Text passage >>
───

My Two Favorite Dorks

My Two Favorite Dorks

Sunday, January 14, 2018

Patient Formerly Known As Disabled



In October, I celebrated my three year double lung transplant anniversary. I found out also around that time that my disability was being reviewed by the federal government. It is my understanding that it's now standard for all patients to have three years after transplant to remain disabled before review.

I completed all of the paperwork and sent it in in early December and have since been waiting to hear the decision. I thought I was a shoe-in. While my lungs have been healthy, I still have pulmonary appointments every three months to keep tabs on things and receive a monthly antibiotic nebulizer treatment at the Infusion Clinic. I also continue to have the same side effects from my anti-rejection medication that have plagued me for the past three years: memory and concentration issues, fatigue, etc. The anti-rejection med Prograf has given me high blood pressure (requiring two medications to treat) as well as slowly landed me into stage IV kidney disease (diabetes is also to thank for that.) I now see a kidney doctor every three months as well and hope to keep my kidneys working as long as possible before a kidney transplant would be needed. I also have the beginnings of diabetic retinopothy in my eyes due mostly to the high blood pressure and kidney disease.

Most of my health flare-ups over the last year, however, have been sinus related. My chronic sinusitis has been worse since transplant. I do twice daily rinses with saline, steroid and antibiotic. I see the doctor every three months. Even so, I have averaged a flare requiring antibiotics about once every three months. I have been so lucky that oral antibiotics still do the trick for me to treat these. My sinusitis also causes secondary headaches. And of course, my sense of smell is awful.

In addition to the above, I continue to see a dermatologist twice per year - although a couple of things came up this past year requiring more appointments. I see my diabetes doctor every three months. I see my transplant psychiatrist every three months or more.

In short, while I am relatively "healthy," on a day to day basis, I still have a lot of medical issues going on that require treatment and attention.

I received my letter from Social Security on Friday: We have determined that you are healthy enough to return to work, it said. But instead of panic, what I felt was relief. Let me explain.

Social Security and Medicare, while a gift to the people who need it most, is a pain in the ass.

───

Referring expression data
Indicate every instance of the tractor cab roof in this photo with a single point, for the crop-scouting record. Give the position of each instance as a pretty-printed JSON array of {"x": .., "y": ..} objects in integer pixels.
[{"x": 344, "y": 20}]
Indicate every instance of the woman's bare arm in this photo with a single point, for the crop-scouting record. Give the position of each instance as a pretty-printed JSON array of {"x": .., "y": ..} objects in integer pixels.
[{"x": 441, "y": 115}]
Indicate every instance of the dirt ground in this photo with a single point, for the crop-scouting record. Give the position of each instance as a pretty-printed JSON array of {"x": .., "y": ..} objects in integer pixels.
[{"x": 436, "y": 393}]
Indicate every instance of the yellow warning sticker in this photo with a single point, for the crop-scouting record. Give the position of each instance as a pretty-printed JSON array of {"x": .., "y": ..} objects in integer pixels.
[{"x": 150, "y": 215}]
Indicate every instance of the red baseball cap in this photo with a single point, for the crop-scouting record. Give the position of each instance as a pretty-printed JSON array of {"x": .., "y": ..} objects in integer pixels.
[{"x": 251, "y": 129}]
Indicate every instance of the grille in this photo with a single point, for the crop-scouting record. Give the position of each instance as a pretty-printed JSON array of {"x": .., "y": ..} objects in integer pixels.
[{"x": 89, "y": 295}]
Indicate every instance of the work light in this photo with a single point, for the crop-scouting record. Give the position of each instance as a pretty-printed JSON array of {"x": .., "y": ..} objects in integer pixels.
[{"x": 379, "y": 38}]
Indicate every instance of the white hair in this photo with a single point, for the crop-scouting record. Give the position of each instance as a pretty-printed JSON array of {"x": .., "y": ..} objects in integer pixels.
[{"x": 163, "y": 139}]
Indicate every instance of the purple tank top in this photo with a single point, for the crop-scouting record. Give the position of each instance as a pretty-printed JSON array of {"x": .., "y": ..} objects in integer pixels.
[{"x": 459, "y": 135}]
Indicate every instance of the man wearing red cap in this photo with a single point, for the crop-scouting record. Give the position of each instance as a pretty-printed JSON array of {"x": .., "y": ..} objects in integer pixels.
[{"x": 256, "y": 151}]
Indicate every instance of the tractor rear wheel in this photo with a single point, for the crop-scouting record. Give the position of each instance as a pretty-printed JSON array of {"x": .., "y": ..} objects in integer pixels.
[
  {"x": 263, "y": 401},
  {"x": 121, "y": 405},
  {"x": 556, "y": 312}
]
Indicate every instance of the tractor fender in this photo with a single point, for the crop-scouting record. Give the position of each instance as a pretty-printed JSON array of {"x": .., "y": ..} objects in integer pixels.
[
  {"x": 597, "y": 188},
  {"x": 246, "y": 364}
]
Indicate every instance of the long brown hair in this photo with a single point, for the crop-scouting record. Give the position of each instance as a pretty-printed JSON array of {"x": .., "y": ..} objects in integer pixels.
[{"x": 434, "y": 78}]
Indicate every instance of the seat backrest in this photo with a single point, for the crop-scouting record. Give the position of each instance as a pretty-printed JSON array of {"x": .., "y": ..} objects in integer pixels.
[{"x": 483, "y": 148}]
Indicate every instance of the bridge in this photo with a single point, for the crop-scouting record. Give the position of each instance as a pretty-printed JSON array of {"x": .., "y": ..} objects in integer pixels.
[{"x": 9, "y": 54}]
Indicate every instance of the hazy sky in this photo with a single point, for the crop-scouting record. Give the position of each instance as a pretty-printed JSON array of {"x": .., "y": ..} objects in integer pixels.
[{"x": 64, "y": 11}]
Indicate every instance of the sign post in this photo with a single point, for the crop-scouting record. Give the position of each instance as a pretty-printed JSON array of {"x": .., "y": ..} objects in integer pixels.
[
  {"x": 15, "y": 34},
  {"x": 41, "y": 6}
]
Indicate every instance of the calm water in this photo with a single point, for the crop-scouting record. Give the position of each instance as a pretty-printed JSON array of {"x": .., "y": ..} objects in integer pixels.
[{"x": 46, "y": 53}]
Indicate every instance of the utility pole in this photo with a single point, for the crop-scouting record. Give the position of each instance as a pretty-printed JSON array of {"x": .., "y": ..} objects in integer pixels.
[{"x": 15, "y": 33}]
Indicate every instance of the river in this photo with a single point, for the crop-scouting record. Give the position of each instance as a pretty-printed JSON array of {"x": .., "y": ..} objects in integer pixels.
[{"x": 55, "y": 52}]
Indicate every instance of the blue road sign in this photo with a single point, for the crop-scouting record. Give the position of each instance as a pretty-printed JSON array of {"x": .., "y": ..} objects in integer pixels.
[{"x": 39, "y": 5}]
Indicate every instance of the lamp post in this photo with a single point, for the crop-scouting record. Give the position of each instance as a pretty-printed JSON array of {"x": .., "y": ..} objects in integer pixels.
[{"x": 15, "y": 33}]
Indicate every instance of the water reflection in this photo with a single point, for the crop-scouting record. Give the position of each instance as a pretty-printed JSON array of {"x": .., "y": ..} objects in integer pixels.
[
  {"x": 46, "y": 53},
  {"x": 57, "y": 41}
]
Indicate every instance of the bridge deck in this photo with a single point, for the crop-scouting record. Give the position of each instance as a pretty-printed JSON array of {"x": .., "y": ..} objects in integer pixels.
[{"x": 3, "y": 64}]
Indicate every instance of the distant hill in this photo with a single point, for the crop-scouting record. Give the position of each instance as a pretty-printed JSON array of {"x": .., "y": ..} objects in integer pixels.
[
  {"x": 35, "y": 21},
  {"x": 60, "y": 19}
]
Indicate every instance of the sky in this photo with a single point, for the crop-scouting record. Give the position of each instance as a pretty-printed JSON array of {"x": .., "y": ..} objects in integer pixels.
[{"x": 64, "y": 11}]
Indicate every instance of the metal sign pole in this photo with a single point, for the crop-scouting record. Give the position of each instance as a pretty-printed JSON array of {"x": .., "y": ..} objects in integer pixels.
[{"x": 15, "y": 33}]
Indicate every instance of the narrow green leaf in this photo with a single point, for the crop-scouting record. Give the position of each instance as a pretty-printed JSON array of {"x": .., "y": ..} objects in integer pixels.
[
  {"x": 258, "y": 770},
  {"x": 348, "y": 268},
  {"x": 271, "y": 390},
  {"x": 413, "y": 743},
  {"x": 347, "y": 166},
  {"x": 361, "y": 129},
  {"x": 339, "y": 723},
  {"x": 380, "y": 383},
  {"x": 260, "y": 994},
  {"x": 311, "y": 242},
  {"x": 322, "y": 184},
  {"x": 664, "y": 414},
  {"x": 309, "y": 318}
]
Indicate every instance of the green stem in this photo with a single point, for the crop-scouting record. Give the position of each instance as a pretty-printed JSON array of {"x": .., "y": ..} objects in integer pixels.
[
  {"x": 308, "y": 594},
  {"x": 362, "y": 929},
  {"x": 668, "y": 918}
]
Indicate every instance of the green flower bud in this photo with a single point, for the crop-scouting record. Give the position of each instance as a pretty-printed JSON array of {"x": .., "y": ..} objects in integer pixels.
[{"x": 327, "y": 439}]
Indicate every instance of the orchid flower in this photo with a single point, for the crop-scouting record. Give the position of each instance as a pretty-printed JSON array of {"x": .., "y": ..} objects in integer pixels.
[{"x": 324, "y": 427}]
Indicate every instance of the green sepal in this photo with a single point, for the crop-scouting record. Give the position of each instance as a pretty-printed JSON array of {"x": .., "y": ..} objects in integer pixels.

───

Assignment >>
In the text about the disability review, which anti-rejection medication is said to have caused high blood pressure?

Solution to the exercise >>
Prograf